◆ **Dataset extract**
_ _ _ _ _ _ _
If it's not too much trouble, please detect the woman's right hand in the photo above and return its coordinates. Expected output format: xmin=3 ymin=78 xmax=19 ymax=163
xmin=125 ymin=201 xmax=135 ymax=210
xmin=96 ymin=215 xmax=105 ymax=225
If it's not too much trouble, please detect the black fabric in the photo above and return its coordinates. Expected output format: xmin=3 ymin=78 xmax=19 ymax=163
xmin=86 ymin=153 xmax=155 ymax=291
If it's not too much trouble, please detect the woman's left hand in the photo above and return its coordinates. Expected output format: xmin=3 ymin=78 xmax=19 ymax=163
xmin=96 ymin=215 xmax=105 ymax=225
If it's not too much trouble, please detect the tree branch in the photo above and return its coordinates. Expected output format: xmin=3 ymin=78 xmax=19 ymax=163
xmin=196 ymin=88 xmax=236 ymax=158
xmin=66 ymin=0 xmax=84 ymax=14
_ _ _ _ _ _ _
◆ **Task statement**
Retype the data in full, precisely as given.

◆ **Task solution**
If it's not too much trouble, please detect the woman's right hand in the photo above and return its coordinates. Expected output format: xmin=3 ymin=78 xmax=19 ymax=163
xmin=125 ymin=201 xmax=135 ymax=210
xmin=96 ymin=215 xmax=105 ymax=225
If it's not too much trouble, please detect the black fabric in the photo above and return its coordinates. Expected output format: xmin=3 ymin=78 xmax=19 ymax=163
xmin=86 ymin=153 xmax=155 ymax=291
If it's not too much trouble, please detect the woman's left hand in the photo above and return its coordinates. Expected output format: xmin=3 ymin=78 xmax=19 ymax=163
xmin=96 ymin=215 xmax=105 ymax=225
If it's not too much trouble, please detect the tree branch in the photo above and return its coordinates. Expected output format: xmin=3 ymin=78 xmax=19 ymax=163
xmin=196 ymin=88 xmax=236 ymax=158
xmin=66 ymin=0 xmax=84 ymax=14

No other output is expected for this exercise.